__Extracted text__:
== Segment start ==

April 2, 2018 11:59 am
Author — Nick Korzhenevsky, senior analyst with AMarkets Company. The anchorman of a TV program “Economics. Day rates”.
- Trump’s budget carries enormous risks, a negative fiscal loop can not be ruled out.
- The U.S. administration’s trade wars have now entered an open stage, China’s retaliation decisions are of critical importance.
- USD LIBOR rates need watching as they skyrocket for no obvious reason; liquidity in the London interbank market collapses.
- The dollar will have to weaken significantly in order for the U.S. balance of payments to move to a new equilibrium.
- General risk rally is now firmly in late stages, we suggest selling on rallies now. In the FX space, this relates to high-yielding and EM currencies.
As March moved on several major issues arose that are certain to keep on impacting global markets, or at the very least bear significant mid-term risks. The first story is the U.S federal budget and tax reform, and it is not really new. But what could once be interpreted as a positive development is now getting straight-up ugly. In late March, Donald Trump signed a spending bill to fund the government through September 30. The U.S. budget deficit is now set to exceed 3% of the GDP this fiscal year, and will leap to over 5% in 2020.
We aren’t going to delve into the political aspects of the new bill, although they are quite funny (it honestly seemed like Trump had only signed it into law so he could finally go golfing). But from the economic viewpoint, it does look like a disaster waiting to happen. The Treasury is set to spend $1.3 trillion in the remaining 6 months of the fiscal year with the primary deficit of over 600 billion. This is despite the fact that the economy is not only growing, but is doing so at rates faster than its potential. The main question for investors is, what’s going to happen when the recession hits? To what levels will the deficit balloon, and who’s going to fund all that?
This is where another major issue comes into play. Europe and Asia are now running very high current account surpluses, to the limits of their own productive capacity. So they are an unlikely source of additional demand for bonds. Commodity-exporting countries should boost the demand slightly, but it still won’t compare to the treasury’s appetite. China could save the day, but the U.S. government’s priority is for the trade deficit to shrink. Considering the growing budget needs, that could be achieved by either letting the dollar weaken or cutting imports. And it appears that the U.S. has taken the latter path.
Over the past months, the White House held investigations into Chinese trade practices in three areas:
1. Section 201: washing machines, and solar panels;
2. Section 232: steel, aluminum, and uranium;
3. Section 301: intellectual property and technology transfer.

== Segment end ==

__Data__:
== Segment start ==

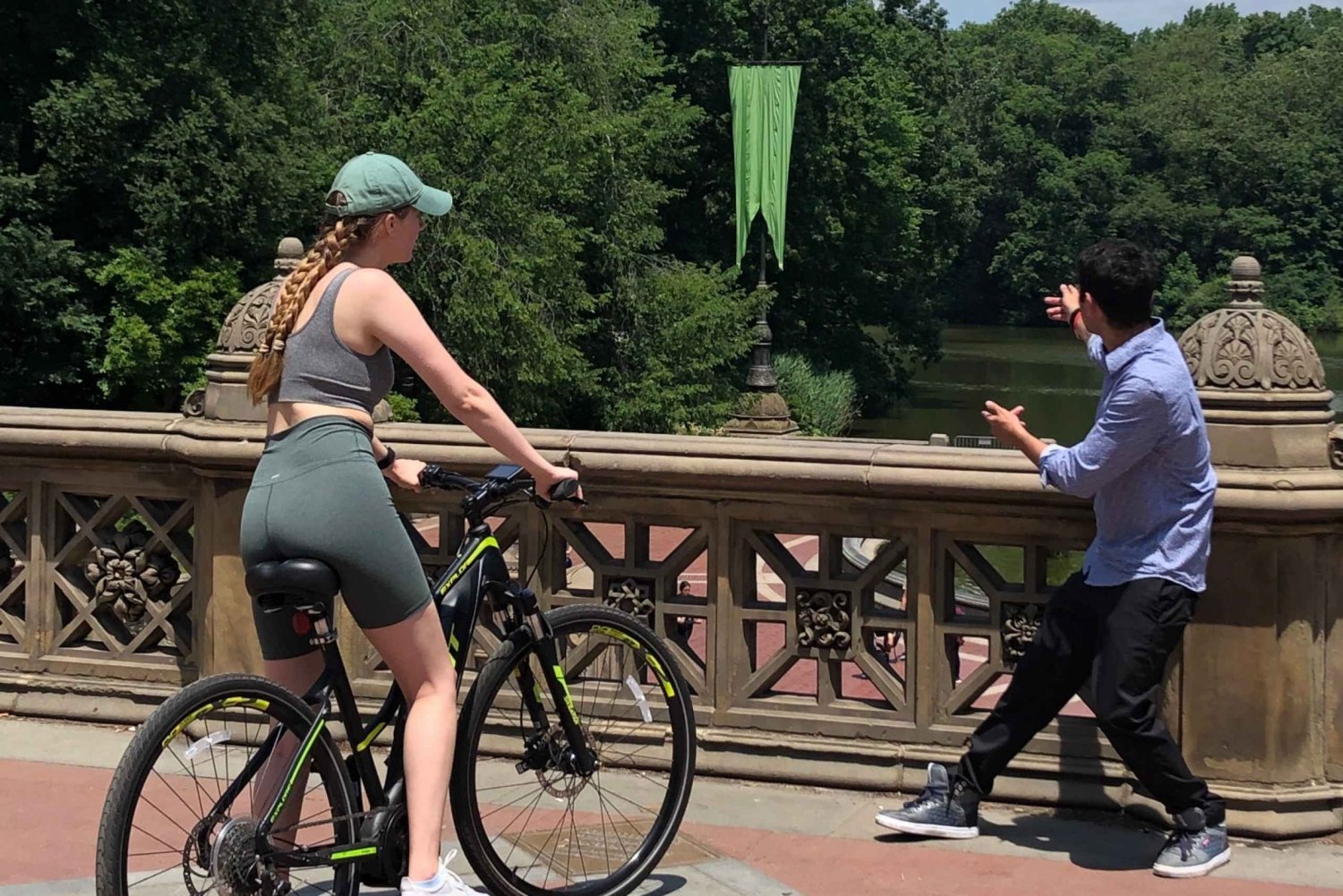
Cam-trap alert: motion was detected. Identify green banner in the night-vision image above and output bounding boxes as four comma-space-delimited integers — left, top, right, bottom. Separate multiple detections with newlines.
728, 66, 802, 270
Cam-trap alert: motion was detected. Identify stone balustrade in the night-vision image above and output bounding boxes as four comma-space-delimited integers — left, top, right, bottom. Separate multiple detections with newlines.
0, 253, 1343, 837
0, 407, 1343, 837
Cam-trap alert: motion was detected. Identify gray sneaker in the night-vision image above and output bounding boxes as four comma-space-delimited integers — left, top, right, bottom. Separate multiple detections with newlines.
877, 763, 979, 840
1152, 808, 1232, 877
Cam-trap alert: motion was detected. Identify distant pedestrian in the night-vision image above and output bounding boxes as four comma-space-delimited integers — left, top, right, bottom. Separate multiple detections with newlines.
877, 241, 1230, 877
676, 579, 695, 644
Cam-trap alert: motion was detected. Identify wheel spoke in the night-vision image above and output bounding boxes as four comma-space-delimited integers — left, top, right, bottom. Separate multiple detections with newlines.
462, 604, 695, 893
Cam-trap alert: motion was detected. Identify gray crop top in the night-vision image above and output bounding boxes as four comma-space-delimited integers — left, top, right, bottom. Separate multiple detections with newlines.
276, 268, 394, 414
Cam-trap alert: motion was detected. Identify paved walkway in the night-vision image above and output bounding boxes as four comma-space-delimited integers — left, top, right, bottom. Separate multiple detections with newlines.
0, 717, 1343, 896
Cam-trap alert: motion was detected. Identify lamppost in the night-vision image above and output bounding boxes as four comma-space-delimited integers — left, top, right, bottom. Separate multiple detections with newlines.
724, 3, 802, 435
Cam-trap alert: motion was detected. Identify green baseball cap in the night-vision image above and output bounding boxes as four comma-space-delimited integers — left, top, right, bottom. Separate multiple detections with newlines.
327, 152, 453, 218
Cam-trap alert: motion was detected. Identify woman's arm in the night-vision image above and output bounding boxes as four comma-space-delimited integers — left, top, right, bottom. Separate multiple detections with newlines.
351, 269, 577, 494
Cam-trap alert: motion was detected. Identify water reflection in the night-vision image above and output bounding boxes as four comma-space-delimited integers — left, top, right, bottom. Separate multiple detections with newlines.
851, 327, 1343, 445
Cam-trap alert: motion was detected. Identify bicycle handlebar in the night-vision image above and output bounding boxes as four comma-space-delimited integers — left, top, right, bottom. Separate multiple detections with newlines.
419, 464, 587, 504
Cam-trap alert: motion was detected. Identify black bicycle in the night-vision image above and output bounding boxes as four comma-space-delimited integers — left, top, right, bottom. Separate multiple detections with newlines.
97, 466, 696, 896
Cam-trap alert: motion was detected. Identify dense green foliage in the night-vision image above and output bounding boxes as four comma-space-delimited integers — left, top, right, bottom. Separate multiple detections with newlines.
0, 0, 1343, 431
774, 354, 859, 435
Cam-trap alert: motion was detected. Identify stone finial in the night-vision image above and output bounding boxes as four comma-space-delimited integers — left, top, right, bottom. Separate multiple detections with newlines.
192, 236, 392, 423
276, 236, 304, 274
215, 236, 304, 352
1179, 257, 1324, 392
1228, 255, 1264, 305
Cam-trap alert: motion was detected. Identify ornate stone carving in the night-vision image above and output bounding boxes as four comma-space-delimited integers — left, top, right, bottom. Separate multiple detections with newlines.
182, 388, 206, 416
798, 591, 853, 650
85, 521, 182, 636
215, 236, 304, 352
1002, 603, 1045, 665
603, 577, 655, 622
1179, 257, 1324, 391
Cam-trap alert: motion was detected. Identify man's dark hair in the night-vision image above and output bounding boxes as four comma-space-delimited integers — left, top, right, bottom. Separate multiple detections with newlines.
1077, 239, 1160, 327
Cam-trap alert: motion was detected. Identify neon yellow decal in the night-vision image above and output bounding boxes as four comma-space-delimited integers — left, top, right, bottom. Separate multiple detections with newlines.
644, 653, 676, 697
551, 666, 582, 725
593, 626, 676, 697
355, 721, 387, 752
593, 626, 644, 650
438, 534, 500, 598
270, 719, 327, 824
160, 697, 270, 749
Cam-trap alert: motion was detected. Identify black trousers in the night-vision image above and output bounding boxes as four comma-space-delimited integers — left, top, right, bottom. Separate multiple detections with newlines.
961, 574, 1227, 824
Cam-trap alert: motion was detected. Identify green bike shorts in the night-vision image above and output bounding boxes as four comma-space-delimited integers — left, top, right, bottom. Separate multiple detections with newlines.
242, 415, 432, 660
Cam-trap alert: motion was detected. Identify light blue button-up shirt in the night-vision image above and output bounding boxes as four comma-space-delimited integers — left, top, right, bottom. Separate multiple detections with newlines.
1039, 320, 1217, 591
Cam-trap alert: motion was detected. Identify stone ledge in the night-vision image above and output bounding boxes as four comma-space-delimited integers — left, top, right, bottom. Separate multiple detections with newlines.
0, 671, 1343, 840
0, 407, 1343, 524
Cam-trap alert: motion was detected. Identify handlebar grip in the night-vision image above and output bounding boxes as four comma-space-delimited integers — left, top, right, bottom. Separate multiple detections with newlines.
550, 480, 579, 501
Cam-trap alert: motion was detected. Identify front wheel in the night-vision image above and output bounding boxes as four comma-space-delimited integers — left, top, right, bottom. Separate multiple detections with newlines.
451, 606, 696, 896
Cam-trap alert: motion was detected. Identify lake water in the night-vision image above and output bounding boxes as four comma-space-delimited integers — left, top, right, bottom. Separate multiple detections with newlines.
851, 327, 1343, 445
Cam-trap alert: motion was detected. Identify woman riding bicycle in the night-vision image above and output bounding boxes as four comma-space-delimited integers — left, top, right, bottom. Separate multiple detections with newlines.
242, 153, 577, 894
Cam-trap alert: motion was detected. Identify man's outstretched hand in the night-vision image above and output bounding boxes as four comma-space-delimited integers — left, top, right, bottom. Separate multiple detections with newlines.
1045, 284, 1082, 324
980, 402, 1029, 448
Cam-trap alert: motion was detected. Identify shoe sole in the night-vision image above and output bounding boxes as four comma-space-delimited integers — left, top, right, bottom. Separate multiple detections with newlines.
877, 815, 979, 840
1152, 846, 1232, 878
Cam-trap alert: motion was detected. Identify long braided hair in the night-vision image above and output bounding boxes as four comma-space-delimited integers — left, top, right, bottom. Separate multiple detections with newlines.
247, 201, 406, 405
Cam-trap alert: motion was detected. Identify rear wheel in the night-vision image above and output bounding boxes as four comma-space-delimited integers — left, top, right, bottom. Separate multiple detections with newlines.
451, 606, 696, 896
96, 674, 357, 896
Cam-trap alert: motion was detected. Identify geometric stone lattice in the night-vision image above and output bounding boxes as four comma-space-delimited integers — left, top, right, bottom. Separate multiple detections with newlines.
603, 576, 657, 627
732, 526, 910, 720
51, 491, 195, 662
0, 489, 29, 650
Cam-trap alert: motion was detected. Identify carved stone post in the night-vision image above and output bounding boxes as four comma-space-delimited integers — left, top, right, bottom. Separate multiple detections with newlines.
723, 304, 798, 435
1170, 258, 1343, 837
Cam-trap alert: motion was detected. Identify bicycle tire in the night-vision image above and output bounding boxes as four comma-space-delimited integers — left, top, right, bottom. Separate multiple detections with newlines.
94, 673, 359, 896
449, 604, 696, 896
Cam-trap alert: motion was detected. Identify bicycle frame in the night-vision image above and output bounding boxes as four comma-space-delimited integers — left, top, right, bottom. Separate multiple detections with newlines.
240, 521, 595, 867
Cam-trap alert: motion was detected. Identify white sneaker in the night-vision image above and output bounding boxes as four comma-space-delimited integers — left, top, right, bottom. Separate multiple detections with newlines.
402, 849, 480, 896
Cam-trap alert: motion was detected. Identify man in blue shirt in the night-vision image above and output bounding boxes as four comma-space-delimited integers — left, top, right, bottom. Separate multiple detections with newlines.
877, 241, 1230, 877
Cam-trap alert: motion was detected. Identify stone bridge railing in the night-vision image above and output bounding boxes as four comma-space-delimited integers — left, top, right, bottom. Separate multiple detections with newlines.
0, 405, 1343, 837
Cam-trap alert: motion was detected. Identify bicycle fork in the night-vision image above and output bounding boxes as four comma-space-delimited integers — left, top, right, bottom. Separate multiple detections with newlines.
513, 588, 598, 778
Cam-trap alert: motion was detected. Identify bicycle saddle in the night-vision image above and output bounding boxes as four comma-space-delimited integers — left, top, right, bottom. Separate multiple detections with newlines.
246, 559, 340, 612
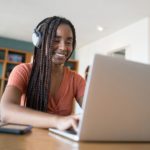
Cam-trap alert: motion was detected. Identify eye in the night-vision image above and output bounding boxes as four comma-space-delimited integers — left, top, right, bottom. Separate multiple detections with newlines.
66, 40, 72, 46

== Segment end ==

__Work required__:
Summarize the market commentary above in two sentences.

__Finished task__:
The commentary argues that the spending bill Donald Trump signed in late March will push the U.S. budget deficit above 3% of GDP this fiscal year and over 5% in 2020, which looks like a disaster waiting to happen even though the economy is growing faster than its potential. With Europe and Asia unlikely to add demand for Treasury bonds and the U.S. appearing to choose cutting imports over letting the dollar weaken to shrink the trade deficit, the White House has investigated Chinese trade practices under Sections 201, 232, and 301.